**Work task:** Could you update the skin type text below by rewriting it from "Type II people" to "burn, and tan well." with "blonde-haired" changed to "fair-haired"?

**Given text:**

UV radiation, sun and sunbeds UV radiation, sun and sunbeds
UV radiation, sun and sunbeds

The tolerance of skin types varies

The tolerance of skin types varies

Skin types have different tolerances: people can be roughly divided into six skin types, depending on how well the skin can tolerate the sun. Those with skin that burns easily and tans poorly (skin types I and II) have a higher risk of developing melanoma.

Children's skin is thinner and unable to produce pigment in the same way as adult skin, and is therefore classified as the most sensitive skin type I.

The easiest way to determine your own skin type is to answer two questions:

  • Does your skin burn every summer when for the first time in the sun?
  • Do you tan after sunbathing?

Few people belong to only one specific skin type. The skin type scale is only indicative.

Skin type Burns Tans
I always never
II easily minimally
III moderately uniformly
IV minimally well
V naturally brown skin
VI naturally black skin

Type I people are often very light-skinned, red-haired and freckled, burn very quickly in the sun, and do not tan at all.

Type II people are light-skinned, blonde-haired, blue or green-eyed people who burn frequently and tan slightly.

Type III members typically have brown hair and gray or brown eyes. They withstand the sun relatively well, sometimes burn, and tan well.

Type IV subjects have light brown/olive skin, brown eyes, and dark brown or black hair. They rarely burn and tan well.

Europeans most often fall into these four skin types. One third of Finns belong to Type I or II and about half to Type III. Only one in ten is Type IV, which is prevalent in Southern Europe.

Skin types V and VI are naturally dark-skinned and -haired and do tolerated the sun well. Type V members are brown-skinned and black-haired, for example North Africans and Indians belong to skin type V. People with skin type VI have black skin and black hair, typically Africans belong to skin type VI. Skin cancer is rare among these skin types.

[Dataset entries]
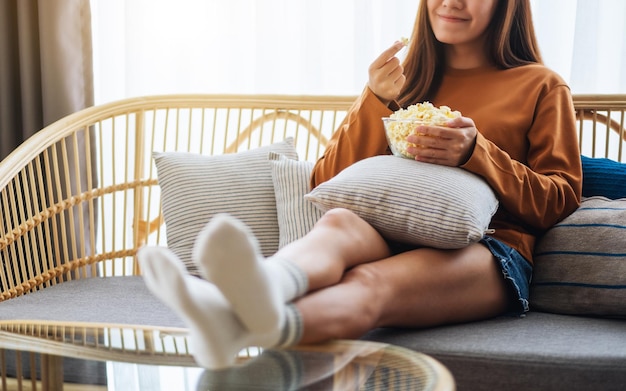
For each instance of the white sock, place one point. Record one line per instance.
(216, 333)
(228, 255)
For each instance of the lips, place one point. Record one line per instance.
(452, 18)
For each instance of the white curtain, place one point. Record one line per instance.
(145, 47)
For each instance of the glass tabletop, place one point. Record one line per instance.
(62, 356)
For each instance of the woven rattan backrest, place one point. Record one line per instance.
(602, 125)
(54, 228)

==

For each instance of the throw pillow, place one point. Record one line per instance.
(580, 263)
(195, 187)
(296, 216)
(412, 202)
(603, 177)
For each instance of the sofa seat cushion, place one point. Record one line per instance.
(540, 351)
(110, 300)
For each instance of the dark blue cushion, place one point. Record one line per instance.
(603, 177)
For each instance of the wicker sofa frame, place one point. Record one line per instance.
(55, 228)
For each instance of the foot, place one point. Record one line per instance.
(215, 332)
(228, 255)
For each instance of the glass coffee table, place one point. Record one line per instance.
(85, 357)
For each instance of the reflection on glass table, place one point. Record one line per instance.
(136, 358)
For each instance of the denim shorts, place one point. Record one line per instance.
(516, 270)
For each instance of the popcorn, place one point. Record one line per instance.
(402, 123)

**Task solution:**
Type II people are light-skinned, fair-haired, blue or green-eyed people who burn frequently and tan slightly.

Type III members typically have brown hair and gray or brown eyes. They withstand the sun relatively well, sometimes burn, and tan well.